- **Selected extract**

==============================

Katherine was born in on 26 August 1918 in White Sulphur Springs, West Virginia where her father Joshua was a farmer, and her mother Joylette was a teacher. From an early age, Katherine knew exactly what she wanted to do, and mathematics came easily to her.
I counted everything. I counted the steps in the road, the steps up to the church, the number of dishes and silverware I washed… anything that could be counted.
She longed to go to school. She began to follow her brother to school, one day meeting with his teacher. The teacher was impressed that Katherine could already read and allowed her to attend a summer school. When she officially started school just before her sixth birthday, she was put straight into the second grade, and later, when she was about to enter the fifth grade, she was again moved up a year.
Despite having missed grades one and five, she was ready for high school by the time she was ten. Unfortunately, school for African-Americans in White Sulphur Springs finished at the eighth grade but her father considered education and the equal opportunity of attaining it of paramount importance. He had always taught his children “you are as good as anybody in this town, but you’re no better”.
And with that his driving force, he moved his family 125 miles to West Virginia, where education continued to high school level. Katherine went on to study at West Virginia State High School. She graduated early, at the age of 14, and transferred to the associated West Virginia State College earning a full scholarship which included tuition, as well as room and board. Katherine was one of the first African American’s to enrol in a Mathematics course.
President Barack Obama gives the Presidential Medal of Freedom to NASA mathematician Katherine G. Johnson during a ceremony in the East Room of the White House in Washington, D.C., 

A young professor, W.W. Schiefflin Claytor, (the third African-American to earn a Ph.D. degree in mathematics), quickly recognised Katherine’s abilities in mathematics. Claytor proceeded to guide Katherine in her choice of courses. He ensured that she took all of the mathematics classes that she would need to enable her to follow her passion and devised a special course covering analytical geometry of space, specifically with Katherine in mind. This knowledge was to prove especially useful when she later joined the National Advisory Committee on Aeronautics (later to became the National Aeronautics and Space Administration). By the age of 18, Katherine had obtained a Bachelor of Science degree in French and Mathematics from West Virginia State University.
After college, Katherine began teaching in rural Virginia and West Virginia schools, often the only option for women in her community. She accepted her first job in an elementary school after being told that if she could teach French and Maths and play the piano, then the job was hers. It was on a bus ride to this school in Marion, Virginia that she encountered one of her most remembered experiences of racism.
Katherine felt that the racism in West Virginia was less blatant than that in Virginia. As such, she was surprised when on crossing into Virginia from West Virginia the bus came to a halt and all black people were told to move to the back. When the driver said all the coloured people were to be put into taxis, Katherine refused until he asked politely. A stand indicative of lifetime refusal to be thought of as less than equal.

==============================

- **Material provided**
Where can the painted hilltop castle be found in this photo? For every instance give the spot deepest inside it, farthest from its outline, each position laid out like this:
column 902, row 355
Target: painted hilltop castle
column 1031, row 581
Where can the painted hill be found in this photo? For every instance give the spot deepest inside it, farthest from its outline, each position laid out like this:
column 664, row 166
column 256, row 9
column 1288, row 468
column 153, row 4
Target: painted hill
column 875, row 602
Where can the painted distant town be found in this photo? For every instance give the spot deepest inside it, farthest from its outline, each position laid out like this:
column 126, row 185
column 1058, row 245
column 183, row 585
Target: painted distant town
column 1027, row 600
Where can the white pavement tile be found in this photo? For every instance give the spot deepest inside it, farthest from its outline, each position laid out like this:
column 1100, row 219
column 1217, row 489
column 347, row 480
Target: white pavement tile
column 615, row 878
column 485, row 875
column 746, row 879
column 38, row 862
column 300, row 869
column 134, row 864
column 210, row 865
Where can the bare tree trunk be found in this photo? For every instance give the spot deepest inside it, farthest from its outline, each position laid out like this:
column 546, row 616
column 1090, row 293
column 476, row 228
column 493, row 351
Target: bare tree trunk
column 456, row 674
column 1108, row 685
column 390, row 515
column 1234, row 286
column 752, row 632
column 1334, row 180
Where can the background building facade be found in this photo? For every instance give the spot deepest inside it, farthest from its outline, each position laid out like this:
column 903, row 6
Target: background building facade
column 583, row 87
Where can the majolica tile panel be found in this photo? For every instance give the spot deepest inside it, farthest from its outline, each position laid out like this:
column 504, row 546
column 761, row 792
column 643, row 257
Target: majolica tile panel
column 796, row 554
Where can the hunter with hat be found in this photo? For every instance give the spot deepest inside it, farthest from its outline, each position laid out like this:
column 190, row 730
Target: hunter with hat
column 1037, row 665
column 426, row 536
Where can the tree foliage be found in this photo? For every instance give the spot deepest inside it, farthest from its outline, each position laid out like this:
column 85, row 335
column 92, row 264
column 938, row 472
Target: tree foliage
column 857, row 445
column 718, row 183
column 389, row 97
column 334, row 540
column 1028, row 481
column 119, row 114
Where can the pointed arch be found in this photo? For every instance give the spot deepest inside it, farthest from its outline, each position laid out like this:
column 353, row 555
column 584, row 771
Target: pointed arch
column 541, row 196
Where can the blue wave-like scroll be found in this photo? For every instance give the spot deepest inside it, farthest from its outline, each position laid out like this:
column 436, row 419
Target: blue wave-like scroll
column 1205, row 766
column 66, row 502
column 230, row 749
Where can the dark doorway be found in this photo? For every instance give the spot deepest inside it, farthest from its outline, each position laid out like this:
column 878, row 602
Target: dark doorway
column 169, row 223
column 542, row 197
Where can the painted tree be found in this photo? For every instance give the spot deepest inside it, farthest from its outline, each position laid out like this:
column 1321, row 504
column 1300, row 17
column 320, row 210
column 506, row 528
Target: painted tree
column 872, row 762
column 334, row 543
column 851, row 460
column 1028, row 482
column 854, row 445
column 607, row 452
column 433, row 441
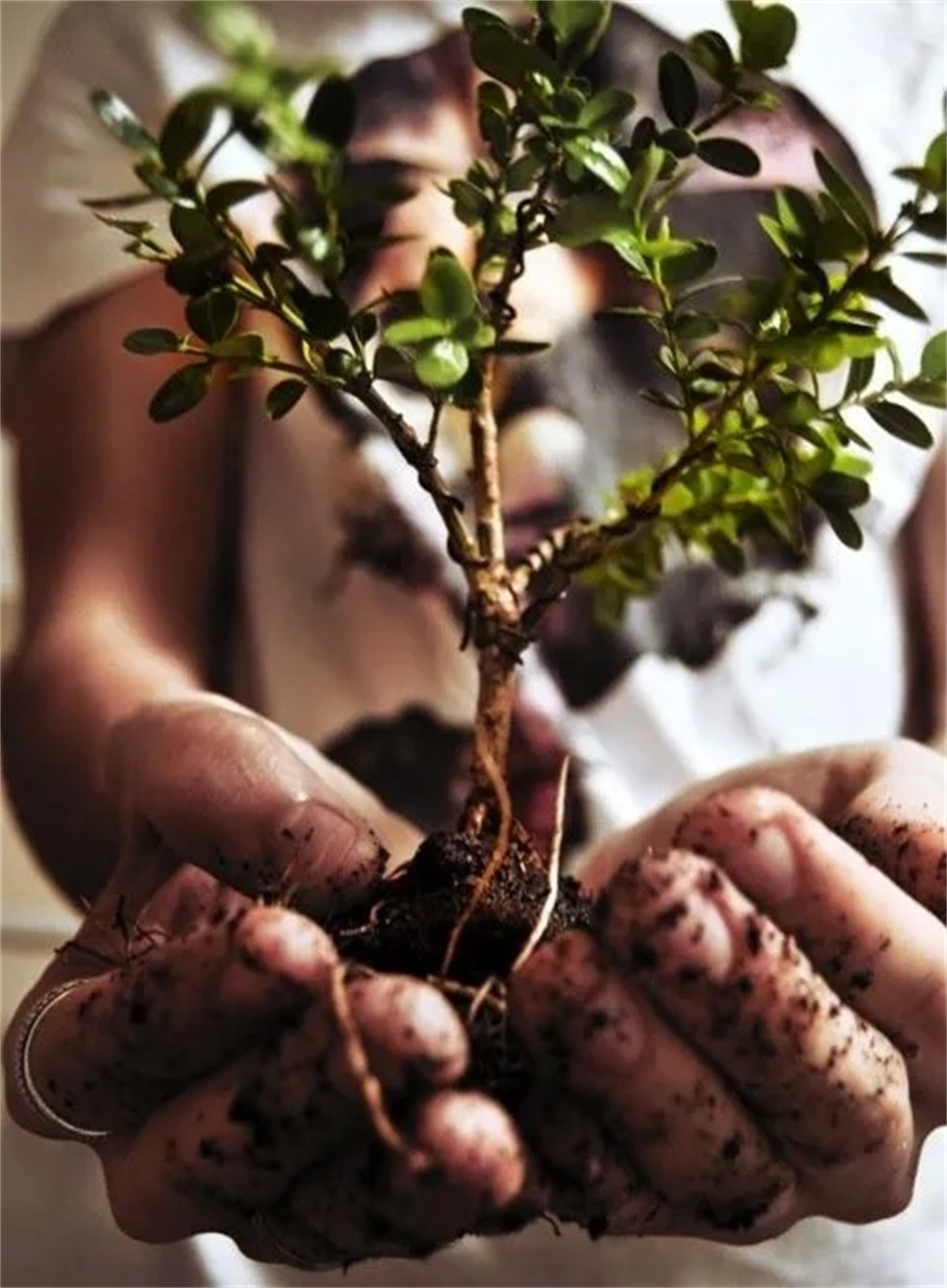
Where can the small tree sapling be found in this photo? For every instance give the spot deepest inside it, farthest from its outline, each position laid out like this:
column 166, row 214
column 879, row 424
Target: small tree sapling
column 759, row 376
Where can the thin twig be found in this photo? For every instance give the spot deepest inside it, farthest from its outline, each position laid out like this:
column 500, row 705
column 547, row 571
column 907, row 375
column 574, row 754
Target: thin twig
column 555, row 855
column 461, row 544
column 499, row 849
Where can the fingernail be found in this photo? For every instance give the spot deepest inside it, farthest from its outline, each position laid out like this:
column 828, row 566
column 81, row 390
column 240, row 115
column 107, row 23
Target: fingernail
column 770, row 863
column 693, row 933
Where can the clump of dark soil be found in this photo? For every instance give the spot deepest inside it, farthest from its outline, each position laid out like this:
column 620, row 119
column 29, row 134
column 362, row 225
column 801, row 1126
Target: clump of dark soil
column 412, row 920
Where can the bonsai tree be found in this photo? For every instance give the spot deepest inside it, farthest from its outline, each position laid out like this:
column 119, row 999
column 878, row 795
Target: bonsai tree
column 759, row 378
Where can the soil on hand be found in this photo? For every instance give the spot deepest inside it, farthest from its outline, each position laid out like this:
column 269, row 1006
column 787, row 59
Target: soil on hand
column 411, row 924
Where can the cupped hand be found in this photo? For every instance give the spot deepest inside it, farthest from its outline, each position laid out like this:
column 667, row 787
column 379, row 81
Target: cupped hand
column 242, row 1077
column 754, row 1031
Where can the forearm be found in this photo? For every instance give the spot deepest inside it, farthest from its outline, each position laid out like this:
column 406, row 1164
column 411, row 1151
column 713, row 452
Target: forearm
column 925, row 546
column 64, row 691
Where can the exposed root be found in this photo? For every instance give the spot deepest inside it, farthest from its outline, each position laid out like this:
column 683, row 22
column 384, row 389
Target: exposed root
column 480, row 995
column 497, row 856
column 555, row 855
column 368, row 1083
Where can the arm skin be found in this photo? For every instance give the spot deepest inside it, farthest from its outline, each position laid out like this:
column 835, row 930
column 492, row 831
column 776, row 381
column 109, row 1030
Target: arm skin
column 118, row 534
column 925, row 557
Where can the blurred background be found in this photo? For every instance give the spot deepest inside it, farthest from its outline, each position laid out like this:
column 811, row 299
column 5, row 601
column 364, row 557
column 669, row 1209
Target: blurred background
column 32, row 915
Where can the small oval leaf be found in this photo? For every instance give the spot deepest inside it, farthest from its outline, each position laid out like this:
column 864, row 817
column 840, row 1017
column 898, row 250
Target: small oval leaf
column 447, row 288
column 441, row 363
column 678, row 89
column 187, row 127
column 901, row 423
column 180, row 391
column 212, row 316
column 729, row 155
column 331, row 115
column 284, row 396
column 152, row 339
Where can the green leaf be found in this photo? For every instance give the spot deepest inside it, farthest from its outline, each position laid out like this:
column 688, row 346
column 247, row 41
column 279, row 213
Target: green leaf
column 930, row 393
column 601, row 160
column 522, row 173
column 331, row 115
column 151, row 171
column 645, row 175
column 199, row 272
column 284, row 396
column 695, row 326
column 935, row 165
column 520, row 347
column 729, row 155
column 440, row 363
column 498, row 52
column 187, row 127
column 323, row 316
column 578, row 23
column 844, row 527
column 232, row 194
column 767, row 33
column 710, row 50
column 212, row 316
column 933, row 224
column 447, row 288
column 121, row 121
column 248, row 345
column 934, row 357
column 901, row 423
column 860, row 374
column 193, row 231
column 931, row 257
column 233, row 27
column 416, row 330
column 390, row 365
column 472, row 205
column 880, row 286
column 590, row 218
column 677, row 89
column 152, row 339
column 180, row 391
column 607, row 110
column 845, row 198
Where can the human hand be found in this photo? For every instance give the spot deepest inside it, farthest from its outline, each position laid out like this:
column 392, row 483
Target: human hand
column 754, row 1032
column 211, row 1047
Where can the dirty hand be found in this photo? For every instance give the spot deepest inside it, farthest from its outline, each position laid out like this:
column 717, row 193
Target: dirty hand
column 754, row 1030
column 210, row 1046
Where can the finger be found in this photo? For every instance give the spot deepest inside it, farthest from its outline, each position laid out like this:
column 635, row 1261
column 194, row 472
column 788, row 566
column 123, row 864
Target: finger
column 470, row 1165
column 119, row 1043
column 874, row 943
column 689, row 1136
column 901, row 774
column 829, row 1087
column 223, row 790
column 233, row 1144
column 897, row 822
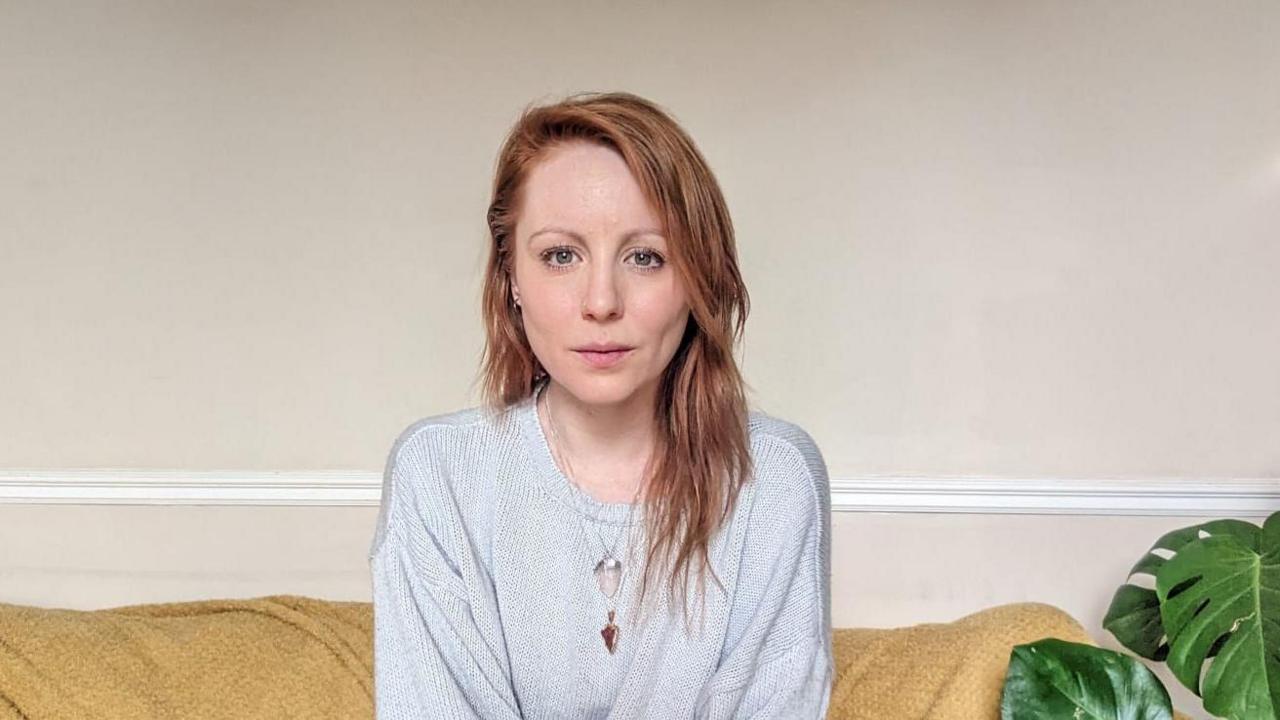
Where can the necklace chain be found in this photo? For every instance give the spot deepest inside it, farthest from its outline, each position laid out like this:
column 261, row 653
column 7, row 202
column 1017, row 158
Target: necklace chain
column 608, row 550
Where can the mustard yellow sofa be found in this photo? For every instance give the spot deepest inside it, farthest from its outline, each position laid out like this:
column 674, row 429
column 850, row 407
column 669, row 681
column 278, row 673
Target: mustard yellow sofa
column 301, row 657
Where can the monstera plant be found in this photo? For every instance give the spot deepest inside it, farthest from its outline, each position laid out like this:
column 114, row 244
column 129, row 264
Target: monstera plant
column 1212, row 616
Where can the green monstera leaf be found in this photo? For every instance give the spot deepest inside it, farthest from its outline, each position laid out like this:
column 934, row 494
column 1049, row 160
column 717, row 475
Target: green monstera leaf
column 1054, row 678
column 1220, row 605
column 1134, row 615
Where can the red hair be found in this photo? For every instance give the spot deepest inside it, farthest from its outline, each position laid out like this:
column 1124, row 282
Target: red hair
column 703, row 449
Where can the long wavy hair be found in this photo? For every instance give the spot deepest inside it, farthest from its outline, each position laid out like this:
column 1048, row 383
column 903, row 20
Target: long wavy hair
column 702, row 455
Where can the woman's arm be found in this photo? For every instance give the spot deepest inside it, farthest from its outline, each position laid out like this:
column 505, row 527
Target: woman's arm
column 432, row 659
column 778, row 664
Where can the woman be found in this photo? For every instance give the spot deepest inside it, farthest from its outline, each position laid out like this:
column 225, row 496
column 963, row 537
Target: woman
column 536, row 556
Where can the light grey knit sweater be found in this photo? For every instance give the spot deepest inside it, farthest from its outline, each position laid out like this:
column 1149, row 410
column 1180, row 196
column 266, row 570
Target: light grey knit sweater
column 485, row 604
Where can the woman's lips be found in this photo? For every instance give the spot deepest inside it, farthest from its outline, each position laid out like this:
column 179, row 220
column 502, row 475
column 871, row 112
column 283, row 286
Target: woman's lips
column 603, row 359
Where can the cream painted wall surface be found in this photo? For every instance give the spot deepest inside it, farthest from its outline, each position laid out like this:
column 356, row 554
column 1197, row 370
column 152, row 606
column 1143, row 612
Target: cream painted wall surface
column 1028, row 238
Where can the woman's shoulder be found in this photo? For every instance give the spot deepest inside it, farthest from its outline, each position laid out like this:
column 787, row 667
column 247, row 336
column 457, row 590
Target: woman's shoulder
column 430, row 427
column 789, row 464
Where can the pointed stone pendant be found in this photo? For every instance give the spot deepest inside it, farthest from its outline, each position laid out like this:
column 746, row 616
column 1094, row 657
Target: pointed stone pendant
column 611, row 634
column 608, row 573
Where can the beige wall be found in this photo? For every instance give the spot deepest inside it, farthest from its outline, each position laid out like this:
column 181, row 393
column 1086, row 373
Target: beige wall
column 999, row 238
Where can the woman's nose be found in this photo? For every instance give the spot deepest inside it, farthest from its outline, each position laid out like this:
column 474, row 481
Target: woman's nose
column 603, row 295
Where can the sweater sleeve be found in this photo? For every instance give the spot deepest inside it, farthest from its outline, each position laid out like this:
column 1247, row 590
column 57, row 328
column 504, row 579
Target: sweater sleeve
column 778, row 665
column 432, row 656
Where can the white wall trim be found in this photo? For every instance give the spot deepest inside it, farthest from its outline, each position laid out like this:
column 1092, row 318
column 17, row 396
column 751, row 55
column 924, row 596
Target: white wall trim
column 869, row 493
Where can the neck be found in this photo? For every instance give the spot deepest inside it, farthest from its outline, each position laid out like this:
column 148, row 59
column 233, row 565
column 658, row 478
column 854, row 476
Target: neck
column 607, row 446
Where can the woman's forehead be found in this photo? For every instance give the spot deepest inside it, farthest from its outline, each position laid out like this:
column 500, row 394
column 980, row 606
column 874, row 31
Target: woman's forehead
column 583, row 190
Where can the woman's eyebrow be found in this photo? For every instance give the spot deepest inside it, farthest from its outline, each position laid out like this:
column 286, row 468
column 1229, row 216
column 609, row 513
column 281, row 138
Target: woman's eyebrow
column 631, row 235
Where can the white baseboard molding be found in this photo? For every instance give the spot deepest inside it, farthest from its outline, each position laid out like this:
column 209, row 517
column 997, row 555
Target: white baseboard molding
column 871, row 493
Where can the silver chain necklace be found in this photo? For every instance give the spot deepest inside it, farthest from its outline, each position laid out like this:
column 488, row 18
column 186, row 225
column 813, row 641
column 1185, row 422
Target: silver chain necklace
column 608, row 570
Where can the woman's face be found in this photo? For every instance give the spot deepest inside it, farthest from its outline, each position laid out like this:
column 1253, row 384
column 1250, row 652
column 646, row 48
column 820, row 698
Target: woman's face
column 590, row 267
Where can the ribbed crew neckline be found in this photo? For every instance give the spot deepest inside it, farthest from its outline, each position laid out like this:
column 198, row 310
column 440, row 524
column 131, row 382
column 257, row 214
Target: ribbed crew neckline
column 556, row 482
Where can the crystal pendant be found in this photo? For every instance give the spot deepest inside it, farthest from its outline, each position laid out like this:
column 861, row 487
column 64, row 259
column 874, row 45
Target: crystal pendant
column 611, row 634
column 608, row 573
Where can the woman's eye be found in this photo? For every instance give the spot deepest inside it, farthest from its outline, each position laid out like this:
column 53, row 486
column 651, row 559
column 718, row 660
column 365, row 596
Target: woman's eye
column 650, row 259
column 561, row 258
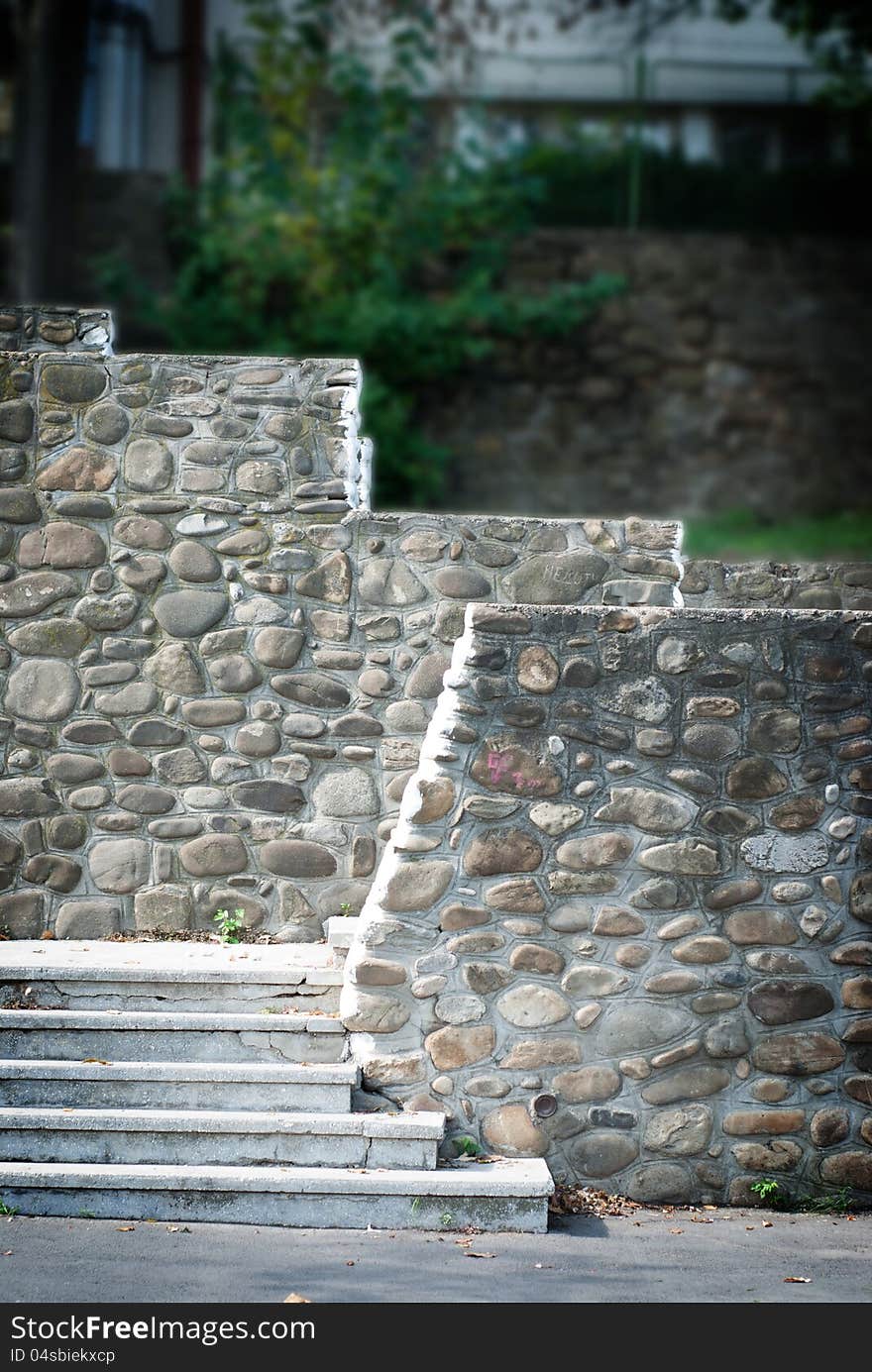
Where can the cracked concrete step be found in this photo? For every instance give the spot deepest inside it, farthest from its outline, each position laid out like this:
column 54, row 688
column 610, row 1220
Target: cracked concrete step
column 243, row 1137
column 157, row 977
column 170, row 1036
column 210, row 1086
column 491, row 1197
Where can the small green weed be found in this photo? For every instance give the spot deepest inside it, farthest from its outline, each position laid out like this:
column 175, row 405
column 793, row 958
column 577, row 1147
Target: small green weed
column 825, row 1202
column 466, row 1146
column 230, row 923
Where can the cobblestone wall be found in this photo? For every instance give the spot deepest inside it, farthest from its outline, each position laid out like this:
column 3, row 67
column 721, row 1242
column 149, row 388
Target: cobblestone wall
column 217, row 666
column 623, row 922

==============================

- **Tasks to complete**
1/ Reproduce word for word the stretch of the Katherine Johnson passage from "Katherine felt that" through "less than equal.".
2/ Turn the stretch of the entries from the line containing "Where can the dark" through the line containing "column 433, row 441" into a numbered list, skipping any blank lines.
The Katherine Johnson passage and the entries come from unrelated sources.

- **Problem solutions**
1/
Katherine felt that the racism in West Virginia was less blatant than that in Virginia. As such, she was surprised when on crossing into Virginia from West Virginia the bus came to a halt and all black people were told to move to the back. When the driver said all the coloured people were to be put into taxis, Katherine refused until he asked politely. A stand indicative of lifetime refusal to be thought of as less than equal.

2/
1. Where can the dark doorway be found in this photo? For every instance give the spot deepest inside it, farthest from its outline, each position laid out like this:
2. column 878, row 602
3. Target: dark doorway
4. column 169, row 223
5. column 542, row 197
6. Where can the painted tree be found in this photo? For every instance give the spot deepest inside it, farthest from its outline, each position laid out like this:
7. column 1321, row 504
8. column 1300, row 17
9. column 320, row 210
10. column 506, row 528
11. Target: painted tree
12. column 872, row 762
13. column 334, row 543
14. column 851, row 460
15. column 1028, row 482
16. column 854, row 445
17. column 607, row 452
18. column 433, row 441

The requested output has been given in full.